# TRAVAIL À FAIRE
Recopiez à l'identique le passage de la liste qui va de son début jusqu'à la ligne contenant « Give the mask of every instance of the pipe », cette ligne comprise.

━━━━━ SECTION DES DONNÉES ━━━━━

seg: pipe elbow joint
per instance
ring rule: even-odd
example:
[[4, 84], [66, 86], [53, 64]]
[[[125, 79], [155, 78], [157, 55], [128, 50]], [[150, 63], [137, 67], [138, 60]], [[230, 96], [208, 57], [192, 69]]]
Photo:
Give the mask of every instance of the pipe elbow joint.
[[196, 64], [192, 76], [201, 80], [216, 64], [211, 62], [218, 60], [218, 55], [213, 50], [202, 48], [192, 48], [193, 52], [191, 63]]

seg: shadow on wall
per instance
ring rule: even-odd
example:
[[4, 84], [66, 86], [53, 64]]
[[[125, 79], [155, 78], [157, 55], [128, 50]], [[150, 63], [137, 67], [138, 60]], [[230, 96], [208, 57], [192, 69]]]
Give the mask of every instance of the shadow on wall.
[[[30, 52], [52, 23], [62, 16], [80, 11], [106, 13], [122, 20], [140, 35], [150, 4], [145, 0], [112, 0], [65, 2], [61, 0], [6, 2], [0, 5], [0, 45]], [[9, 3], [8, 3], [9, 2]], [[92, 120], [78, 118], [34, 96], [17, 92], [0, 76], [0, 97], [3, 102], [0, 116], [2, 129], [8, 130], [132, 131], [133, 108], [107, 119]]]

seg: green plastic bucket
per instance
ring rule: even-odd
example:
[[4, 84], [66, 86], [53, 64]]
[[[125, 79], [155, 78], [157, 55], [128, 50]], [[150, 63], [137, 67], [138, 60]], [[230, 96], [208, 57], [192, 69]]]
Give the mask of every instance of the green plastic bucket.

━━━━━

# TÂCHE ACCOMPLIE
seg: pipe elbow joint
per instance
ring rule: even-odd
example:
[[4, 84], [66, 86], [53, 64]]
[[[125, 79], [155, 78], [157, 55], [128, 50]], [[150, 63], [137, 67], [138, 60]], [[230, 96], [208, 57], [192, 69]]]
Photo:
Give the mask of every instance of the pipe elbow joint.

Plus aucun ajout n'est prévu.